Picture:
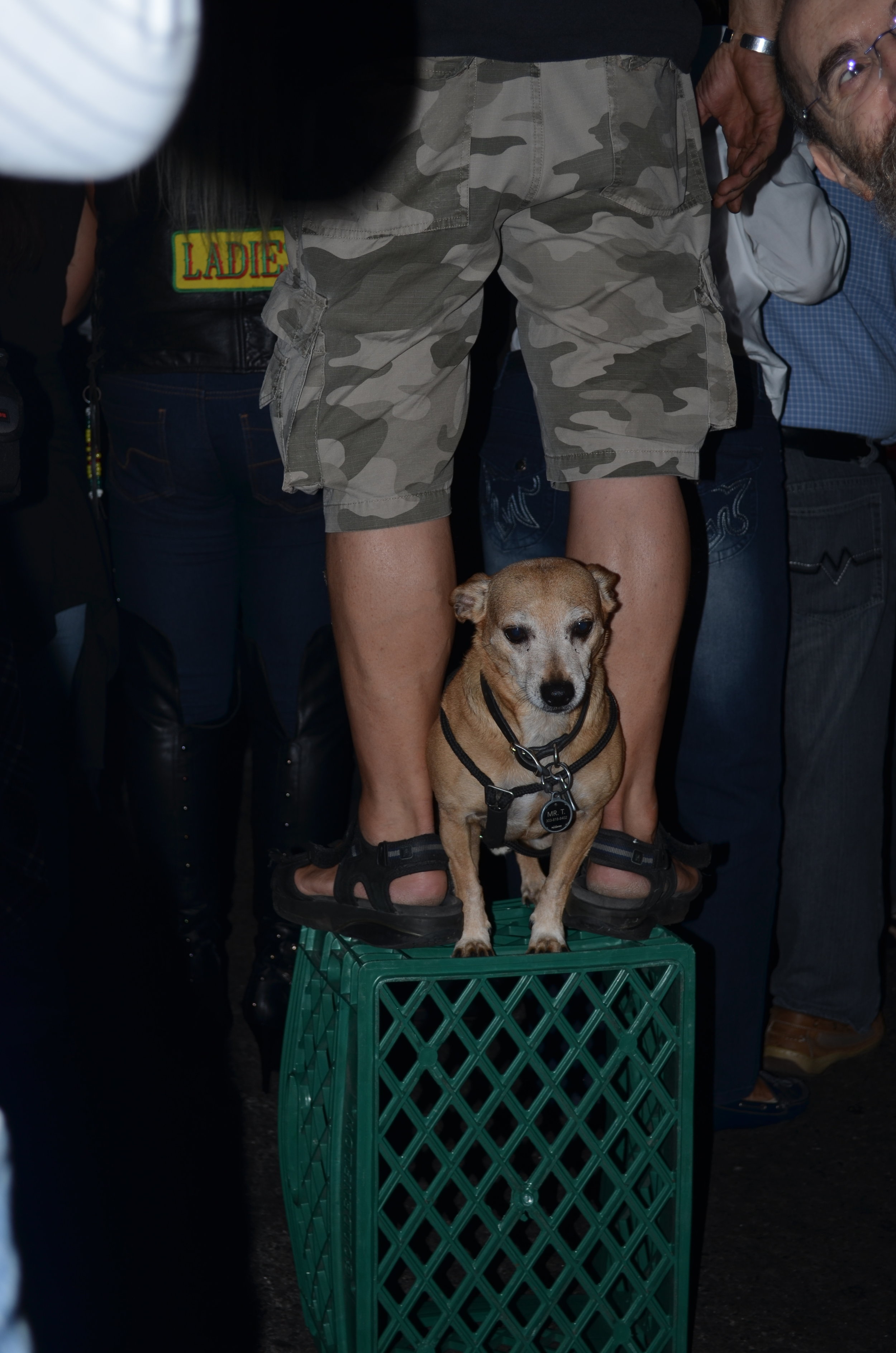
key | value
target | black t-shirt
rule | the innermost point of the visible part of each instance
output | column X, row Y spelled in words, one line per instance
column 563, row 30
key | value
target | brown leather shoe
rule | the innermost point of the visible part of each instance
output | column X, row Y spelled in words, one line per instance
column 811, row 1044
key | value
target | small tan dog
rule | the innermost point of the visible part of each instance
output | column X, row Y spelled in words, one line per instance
column 542, row 630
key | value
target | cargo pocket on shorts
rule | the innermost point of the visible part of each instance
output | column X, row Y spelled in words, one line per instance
column 720, row 381
column 654, row 133
column 424, row 183
column 837, row 555
column 294, row 379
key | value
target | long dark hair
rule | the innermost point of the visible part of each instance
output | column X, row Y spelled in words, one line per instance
column 293, row 102
column 21, row 225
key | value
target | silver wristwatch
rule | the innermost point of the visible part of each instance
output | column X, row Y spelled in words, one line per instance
column 750, row 42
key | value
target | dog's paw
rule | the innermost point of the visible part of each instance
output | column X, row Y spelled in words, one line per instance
column 549, row 945
column 473, row 949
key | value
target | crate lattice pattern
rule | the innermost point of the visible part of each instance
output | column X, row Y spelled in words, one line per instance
column 526, row 1195
column 527, row 1148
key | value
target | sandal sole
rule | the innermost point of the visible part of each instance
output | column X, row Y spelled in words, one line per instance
column 622, row 918
column 386, row 930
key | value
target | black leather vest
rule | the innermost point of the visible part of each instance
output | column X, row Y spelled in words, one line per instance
column 143, row 323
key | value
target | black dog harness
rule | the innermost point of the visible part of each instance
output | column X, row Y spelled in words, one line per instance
column 554, row 780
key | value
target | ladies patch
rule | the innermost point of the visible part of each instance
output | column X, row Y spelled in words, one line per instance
column 227, row 260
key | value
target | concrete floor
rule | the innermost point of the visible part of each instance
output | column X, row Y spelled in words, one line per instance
column 799, row 1249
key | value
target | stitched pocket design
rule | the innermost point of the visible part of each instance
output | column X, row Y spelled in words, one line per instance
column 140, row 466
column 657, row 155
column 294, row 313
column 835, row 555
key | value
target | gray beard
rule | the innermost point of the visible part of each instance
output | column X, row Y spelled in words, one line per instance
column 876, row 167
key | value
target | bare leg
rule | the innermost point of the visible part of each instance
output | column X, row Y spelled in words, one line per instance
column 393, row 625
column 638, row 528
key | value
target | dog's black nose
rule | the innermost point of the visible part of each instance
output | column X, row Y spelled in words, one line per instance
column 557, row 693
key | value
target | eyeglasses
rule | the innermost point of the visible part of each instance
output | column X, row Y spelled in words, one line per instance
column 852, row 79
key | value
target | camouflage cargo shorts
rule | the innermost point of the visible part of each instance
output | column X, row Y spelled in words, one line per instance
column 582, row 183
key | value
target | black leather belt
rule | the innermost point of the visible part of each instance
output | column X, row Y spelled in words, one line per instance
column 828, row 446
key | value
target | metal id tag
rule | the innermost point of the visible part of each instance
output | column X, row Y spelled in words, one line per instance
column 558, row 814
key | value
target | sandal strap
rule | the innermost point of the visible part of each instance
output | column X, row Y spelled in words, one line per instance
column 653, row 861
column 619, row 850
column 323, row 857
column 697, row 854
column 377, row 866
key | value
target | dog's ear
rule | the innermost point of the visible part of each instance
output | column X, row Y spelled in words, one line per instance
column 470, row 599
column 607, row 588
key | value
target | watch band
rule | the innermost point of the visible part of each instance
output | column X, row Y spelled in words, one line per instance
column 750, row 42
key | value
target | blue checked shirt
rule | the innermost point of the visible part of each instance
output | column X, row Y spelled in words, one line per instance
column 842, row 352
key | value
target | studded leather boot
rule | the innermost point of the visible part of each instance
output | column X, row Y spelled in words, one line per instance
column 183, row 784
column 301, row 791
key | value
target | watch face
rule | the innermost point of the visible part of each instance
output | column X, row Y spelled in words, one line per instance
= = = = =
Instructions for the task: Render all the lines of the rows above as a numbered list, leaving out blank lines and the pictures.

Finished answer:
1. Picture:
2. key | value
3. target | black t-shirt
4. rule | the innermost point of the visible part of each instance
5. output | column X, row Y spelled in words, one line per instance
6. column 563, row 30
7. key | value
8. target | brown leather shoe
9. rule | the innermost point of the visible part of each instance
10. output | column X, row Y spelled in words, one line per instance
11. column 811, row 1044
12. key | value
13. target | small tan dog
14. rule | the innermost point of the visible part of each instance
15. output | column X, row Y spelled in words, one line per instance
16. column 542, row 630
17. key | value
18. target | cargo pocket on shorts
19. rule | the innermost point of the visible part of each instance
20. output | column X, row Y spelled in words, one line per instance
21. column 720, row 381
22. column 654, row 133
23. column 424, row 183
24. column 837, row 555
25. column 294, row 379
26. key | value
27. target | long dark hair
28. rule | the innermost point of the visible part of each instance
29. output | column X, row Y spelled in words, one line per instance
30. column 293, row 102
31. column 21, row 225
32. key | value
33. target | silver wristwatch
34. rule | the innermost point of the visible part of each instance
35. output | column X, row Y spelled in words, one line per instance
36. column 750, row 42
37. key | value
38. target | dog's paw
39. rule | the innermost point of the visible part of each instance
40. output | column X, row Y spelled in words, one line per instance
41. column 549, row 945
42. column 473, row 949
43. key | value
44. target | crate lattice pattern
45. rule | the innermost point of the visible part of each instance
46. output | column X, row Y spelled in words, one line per instance
47. column 526, row 1195
48. column 527, row 1148
49. key | value
50. target | sandal sole
51. rule | the innermost point of the visible part of each instance
52. output | column X, row Y spelled in words, one line per instance
53. column 622, row 918
54. column 386, row 930
55. key | value
56. target | black leather vest
57. rule | the innermost point of the visible part of each instance
58. output | column X, row Y spelled in words, one line per instance
59. column 143, row 323
60. key | value
61. target | black dog harness
62. rule | the innermost point of the visible part of each instance
63. output | column X, row Y spelled in words, one line per instance
64. column 554, row 780
65. key | value
66. target | ladies patch
67. rule | the innermost point of the visible part of each instance
68. output | column X, row Y spelled in words, one line per instance
69. column 227, row 260
70. key | value
71. target | concrete floor
72. rule | the innermost point of the visible part of each instance
73. output | column X, row Y spelled in words, one line per instance
74. column 799, row 1249
75. key | value
76. target | stitched pocket design
77. rule | the innermost point of the visible part of each instance
78. output | column X, row Y spelled in words, one line per instance
79. column 140, row 466
80. column 657, row 155
81. column 294, row 313
82. column 835, row 555
83. key | value
84. target | gray beard
85. rule | the innermost point of the visible part of each instance
86. output | column X, row Y spelled in words, one line per instance
87. column 876, row 167
88. key | value
89. target | bare leg
90. rule | the innermost point of the visible part of each instance
91. output | column X, row Y spelled in words, one line per instance
92. column 393, row 625
93. column 638, row 528
94. key | value
95. target | dog's black nose
96. rule | the innermost point of the visible part of each instance
97. output | column X, row Y spelled in words, one line per instance
98. column 557, row 693
99. key | value
100. target | eyeglasses
101. rule | the innermost point of the visible part of each instance
102. output | column X, row Y spelled in words, one line per instance
103. column 852, row 79
104. key | value
105. target | camouflage cargo shorts
106. rule | the innermost point of the visible part of each instance
107. output | column X, row Y spelled in words, one line per instance
108. column 582, row 183
109. key | value
110. target | black leather belt
111. rule | the innermost point of the visible part of each instance
112. output | column X, row Y spelled in words, one line per instance
113. column 828, row 446
114. key | value
115. target | metal id tag
116. rule | the innermost point of the visible part of each instance
117. output | column X, row Y spelled in words, one line per instance
118. column 558, row 814
119. key | value
120. target | sandal strap
121. rule | the innermost point of the visible part of each instance
122. output | column X, row Y spelled in words, one line per instance
123. column 653, row 861
124. column 619, row 850
125. column 323, row 857
126. column 697, row 854
127. column 377, row 866
128. key | value
129. target | dog's ear
130. rule | the innermost point of the visible part of each instance
131. output | column X, row Y spelled in words, one line per instance
132. column 470, row 599
133. column 607, row 588
134. key | value
135. target | watch band
136. rule | the innermost point of the visible part of each instance
137. output | column X, row Y spelled in words, one line per instance
138. column 750, row 42
139. key | value
140. target | blue checked shirt
141. rule | the innermost point of the visible part of each instance
142. output | column X, row Y spelled in words, one line per instance
143. column 842, row 352
144. key | value
145. target | studded leather boot
146. rule | the innermost point of the visible part of each instance
147. output | column X, row Y spelled in words, one line per instance
148. column 183, row 784
149. column 301, row 791
150. key | value
151. target | watch face
152. rule | the innermost point of the visible part of each instance
153. output | column X, row Y spelled in words, one line per instance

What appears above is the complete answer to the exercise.